Vorgegebener Text
• • • • •
In deinem Geist und in deiner Seele kannst du eine bewusste Entscheidung
treffen. Du spielst mit allen Menschen ein schöpferisches Spiel. Die ständig
sich wiederholende Freude, in immer wieder neue Verbindungen zu gehen. Oder du
bewegst dich in der ständigen Angst, alles zu verlieren. Dann lebst du in
dieser Angst wie in einem Dauerzustand. Mal gefühlt, oft aber auch verdrängt.
Im Bewusstsein der Trennung bist du auch abgeschnitten von allen Quellen, die
dich speisen können. Umgekehrt leidest du keinen Mangel, wenn du Teil eines
wundererfüllten Netzwerkes bist. Du empfängst und du gibst weiter.
Stell dir die Beziehung zu einem guten Freund oder einer guten Freundin
vor. Es beglückt dich, dass jemand für dich da ist und auch umgekehrt. Jetzt
sagt dieser Mensch etwas zu dir, das dich kränkt. Für einen Moment fühlst du
dich verraten und zurückgestoßen. Wie kann dieser Mensch diese Freundschaft so verraten und mit Füßen
treten. Du steigerst dich herein und deine Phantasie geht mit dir durch. Dein
Freund war immer schon unehrlich und du hast dich ausnutzen lassen. Du wurdest
belogen und betrogen und dieser Mensch hat deine Freundschaft nicht verdient. Du selbst merkst
nicht, wie du immer mehr in einen abgetrennten Zustand gerätst. Du kannst gar
nicht mehr überprüfen, ob deine Gedanken wirklich wahr sind oder nur Produkte
deiner Phantasie. In dieser Abtrennung fühlst du dich verraten und zugleich
immer trauriger wütender und ängstlicher. Du bestrafst dich damit selbst, indem
du dich in diesen schrecklichen Zustand hineinversetzt. Du erlebst den Kern
dessen, was die christliche Höllenvorstellung ausmacht. Scheinbar angestoßen
durch den Verrat des Freundes katapultierst du dich in deinen inneren
Höllenzustand. Je öfter du das erlebst, desto schneller funktioniert dieser
Mechanismus.
• • • • •
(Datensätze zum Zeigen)
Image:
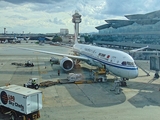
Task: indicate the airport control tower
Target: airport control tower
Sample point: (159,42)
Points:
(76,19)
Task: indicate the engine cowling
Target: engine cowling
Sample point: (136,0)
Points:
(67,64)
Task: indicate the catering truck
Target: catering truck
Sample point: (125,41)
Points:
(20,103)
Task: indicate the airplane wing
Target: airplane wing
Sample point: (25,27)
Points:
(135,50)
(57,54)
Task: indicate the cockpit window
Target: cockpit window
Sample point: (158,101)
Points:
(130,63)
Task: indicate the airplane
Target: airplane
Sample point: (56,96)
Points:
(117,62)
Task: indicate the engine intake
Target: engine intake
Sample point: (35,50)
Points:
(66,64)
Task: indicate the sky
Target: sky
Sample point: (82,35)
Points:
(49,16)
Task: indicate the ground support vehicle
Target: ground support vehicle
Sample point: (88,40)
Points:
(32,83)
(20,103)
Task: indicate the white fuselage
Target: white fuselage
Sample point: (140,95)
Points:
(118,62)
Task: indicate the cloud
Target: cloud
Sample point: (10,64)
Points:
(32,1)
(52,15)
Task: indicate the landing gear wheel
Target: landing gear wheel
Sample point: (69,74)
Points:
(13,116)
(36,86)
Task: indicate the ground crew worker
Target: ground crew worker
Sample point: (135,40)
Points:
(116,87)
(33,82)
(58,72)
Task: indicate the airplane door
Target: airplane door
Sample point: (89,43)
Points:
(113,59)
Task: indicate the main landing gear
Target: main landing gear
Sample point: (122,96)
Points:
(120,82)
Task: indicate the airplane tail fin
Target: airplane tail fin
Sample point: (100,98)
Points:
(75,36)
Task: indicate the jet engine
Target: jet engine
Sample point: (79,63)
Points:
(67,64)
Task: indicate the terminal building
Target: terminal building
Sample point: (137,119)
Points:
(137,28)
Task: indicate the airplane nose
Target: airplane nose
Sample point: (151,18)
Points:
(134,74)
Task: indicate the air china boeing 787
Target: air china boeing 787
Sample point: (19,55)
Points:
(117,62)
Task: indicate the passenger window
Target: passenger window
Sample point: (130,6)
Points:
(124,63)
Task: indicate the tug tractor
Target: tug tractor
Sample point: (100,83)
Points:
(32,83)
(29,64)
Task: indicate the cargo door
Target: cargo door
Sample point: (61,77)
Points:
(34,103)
• • • • •
Aufgabenliste
a - Übernimm aus dem Text über den inneren Höllenzustand wortgetreu die Passage von „In deinem Geist“ bis einschließlich „du gibst weiter.“.
b - Prüfe, ob die folgenden Aussagen mit dem Text über den inneren Höllenzustand übereinstimmen, und antworte jeweils mit Ja oder Nein samt den entscheidenden Worten des Textes als genauem Zitat: (i) Im Bewusstsein der Trennung ist man von allen Quellen abgeschnitten, die einen speisen können. (ii) Je öfter man den Zustand erlebt, desto langsamer funktioniert der Mechanismus. (iii) Die Angst, alles zu verlieren, wird immer bewusst gefühlt.

Lösungen
a -
In deinem Geist und in deiner Seele kannst du eine bewusste Entscheidung
treffen. Du spielst mit allen Menschen ein schöpferisches Spiel. Die ständig
sich wiederholende Freude, in immer wieder neue Verbindungen zu gehen. Oder du
bewegst dich in der ständigen Angst, alles zu verlieren. Dann lebst du in
dieser Angst wie in einem Dauerzustand. Mal gefühlt, oft aber auch verdrängt.
Im Bewusstsein der Trennung bist du auch abgeschnitten von allen Quellen, die
dich speisen können. Umgekehrt leidest du keinen Mangel, wenn du Teil eines
wundererfüllten Netzwerkes bist. Du empfängst und du gibst weiter.

b -
(i) Ja: „Im Bewusstsein der Trennung bist du auch abgeschnitten von allen Quellen, die dich speisen können.“
(ii) Nein: „Je öfter du das erlebst, desto schneller funktioniert dieser Mechanismus.“
(iii) Nein: „Mal gefühlt, oft aber auch verdrängt.“